◆ Exercise goal
Write a continuation of the article arguing that taking weight loss drugs long term is fine, starting right after its last paragraph.

There’s Nothing Wrong With Taking Weight Loss Drugs Long Term

Demonizing weight loss medications like semaglutide (WeGovy/OZempic) and tirzepatide (Mounjaro/Zepbound) is just another example of weight stigma

Gideon M-K; Health Nerd
5 min readDec 19, 2023
Turns out that lots of “weight loss” photos on stock sites are, uh, weird. Photo by Towfiqu barbhuiya on Unsplash

The last few years have seen a genuinely remarkable breakthrough in the world of medicine. Excess weight is an objectively big problem for society, and we’ve gone from having essentially no effective medications to help with the issue to already having two very good ones — semaglutide and tirzepatide — with a third one — retatrutide — on the way. Even more impressively, a recent large randomized trial has shown that semaglutide, with the brand name Ozempic or WeGovy, caused people with cardiovascular disease to have a lower risk of heart attacks and death when taking it. All of this is genuinely huge, and a great win for society.

◆ Information shown
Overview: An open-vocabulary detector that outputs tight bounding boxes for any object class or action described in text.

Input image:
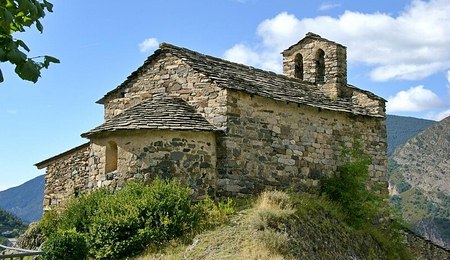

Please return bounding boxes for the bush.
[197,197,236,230]
[321,142,382,226]
[35,180,234,259]
[42,230,88,260]
[88,180,202,258]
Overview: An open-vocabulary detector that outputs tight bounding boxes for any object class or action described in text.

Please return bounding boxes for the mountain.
[386,115,436,156]
[388,117,450,248]
[0,175,45,222]
[0,206,28,245]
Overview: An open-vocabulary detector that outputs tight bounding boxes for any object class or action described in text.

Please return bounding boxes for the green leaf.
[15,60,41,83]
[44,55,61,63]
[36,20,44,33]
[6,0,15,8]
[44,0,53,12]
[16,40,30,52]
[6,48,27,65]
[0,48,8,62]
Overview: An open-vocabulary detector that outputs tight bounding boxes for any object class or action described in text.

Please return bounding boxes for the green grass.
[135,192,410,260]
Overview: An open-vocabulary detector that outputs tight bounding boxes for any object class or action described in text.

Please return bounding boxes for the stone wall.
[43,145,89,210]
[104,53,226,128]
[218,91,387,195]
[283,35,348,97]
[88,131,216,198]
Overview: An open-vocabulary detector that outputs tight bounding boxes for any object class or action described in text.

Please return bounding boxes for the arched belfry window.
[294,53,303,80]
[316,49,325,83]
[105,141,118,173]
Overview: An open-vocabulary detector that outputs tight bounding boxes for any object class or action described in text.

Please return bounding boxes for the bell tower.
[282,33,347,97]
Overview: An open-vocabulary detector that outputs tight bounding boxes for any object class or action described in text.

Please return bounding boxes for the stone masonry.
[36,31,387,209]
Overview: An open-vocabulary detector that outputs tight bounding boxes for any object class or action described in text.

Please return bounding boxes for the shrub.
[88,180,202,258]
[197,197,236,230]
[321,142,382,226]
[42,230,88,260]
[39,179,234,259]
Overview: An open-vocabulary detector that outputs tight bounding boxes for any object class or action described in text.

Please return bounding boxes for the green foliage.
[197,197,236,230]
[322,142,382,226]
[0,206,28,238]
[42,230,88,260]
[0,0,59,83]
[88,180,201,258]
[35,180,234,259]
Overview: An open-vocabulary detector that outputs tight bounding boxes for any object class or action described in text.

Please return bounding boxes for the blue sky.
[0,0,450,190]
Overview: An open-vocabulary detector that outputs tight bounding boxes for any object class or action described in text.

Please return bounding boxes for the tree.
[0,0,59,83]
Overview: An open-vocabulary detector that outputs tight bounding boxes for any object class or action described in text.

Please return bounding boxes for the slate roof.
[81,96,217,137]
[97,43,386,117]
[34,142,90,169]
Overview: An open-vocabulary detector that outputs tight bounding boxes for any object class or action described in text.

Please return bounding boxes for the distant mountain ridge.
[386,115,436,157]
[388,117,450,248]
[0,175,45,223]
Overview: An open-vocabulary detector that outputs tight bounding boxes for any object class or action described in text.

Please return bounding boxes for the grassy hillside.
[136,192,411,260]
[0,175,45,223]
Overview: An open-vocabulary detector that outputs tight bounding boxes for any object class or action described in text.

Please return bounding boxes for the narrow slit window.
[316,49,325,83]
[105,141,118,173]
[294,53,303,80]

◆ Response box
But a lot of headlines have come out recently casting doubt on the long-term efficacy of these medications. According to a range of media stories, people who stop Mounjaro, the brand name for the drug tirzepatide, regain quite a lot of the weight that they lost while taking the medication. Quite a few people have taken this as a sign that the drugs are ineffective, because you have to keep taking them to maintain the weight loss.